** Start of Provided material **
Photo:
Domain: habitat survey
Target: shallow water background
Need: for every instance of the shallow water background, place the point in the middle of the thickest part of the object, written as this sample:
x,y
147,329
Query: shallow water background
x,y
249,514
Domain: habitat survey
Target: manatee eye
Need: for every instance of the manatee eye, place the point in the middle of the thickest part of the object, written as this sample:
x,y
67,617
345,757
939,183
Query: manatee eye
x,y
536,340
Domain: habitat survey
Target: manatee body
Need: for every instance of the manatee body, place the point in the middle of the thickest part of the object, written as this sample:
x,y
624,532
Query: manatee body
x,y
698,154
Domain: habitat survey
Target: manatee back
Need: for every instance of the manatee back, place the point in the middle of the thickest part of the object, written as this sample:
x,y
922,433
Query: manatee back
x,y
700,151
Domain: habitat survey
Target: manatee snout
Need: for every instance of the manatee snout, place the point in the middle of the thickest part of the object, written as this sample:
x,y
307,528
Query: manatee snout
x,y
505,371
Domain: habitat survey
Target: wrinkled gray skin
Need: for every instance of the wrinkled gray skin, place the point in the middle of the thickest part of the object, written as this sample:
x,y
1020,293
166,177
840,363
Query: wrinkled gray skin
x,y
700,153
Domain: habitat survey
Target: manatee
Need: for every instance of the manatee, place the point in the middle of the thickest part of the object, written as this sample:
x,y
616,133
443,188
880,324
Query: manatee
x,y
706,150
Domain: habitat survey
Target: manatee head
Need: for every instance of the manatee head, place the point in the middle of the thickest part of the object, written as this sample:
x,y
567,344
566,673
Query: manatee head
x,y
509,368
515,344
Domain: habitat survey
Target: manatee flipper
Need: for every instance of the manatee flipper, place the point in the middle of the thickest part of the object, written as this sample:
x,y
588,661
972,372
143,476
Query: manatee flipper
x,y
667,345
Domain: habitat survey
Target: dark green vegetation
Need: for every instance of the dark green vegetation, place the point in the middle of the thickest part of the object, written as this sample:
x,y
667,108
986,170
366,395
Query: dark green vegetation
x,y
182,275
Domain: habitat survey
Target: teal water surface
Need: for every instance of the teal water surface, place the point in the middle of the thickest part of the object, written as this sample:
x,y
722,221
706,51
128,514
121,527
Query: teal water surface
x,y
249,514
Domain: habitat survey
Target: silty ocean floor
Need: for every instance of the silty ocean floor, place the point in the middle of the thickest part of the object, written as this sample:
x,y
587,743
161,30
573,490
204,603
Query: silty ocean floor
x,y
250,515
** End of Provided material **
— What is asked —
Can you pull out every line in the records above that contains the word "background"?

— Exercise result —
Target: shallow water background
Need: for every instance of the shallow water background, place the point in the middle of the thickest part of the object, written as this sample:
Query: shallow water background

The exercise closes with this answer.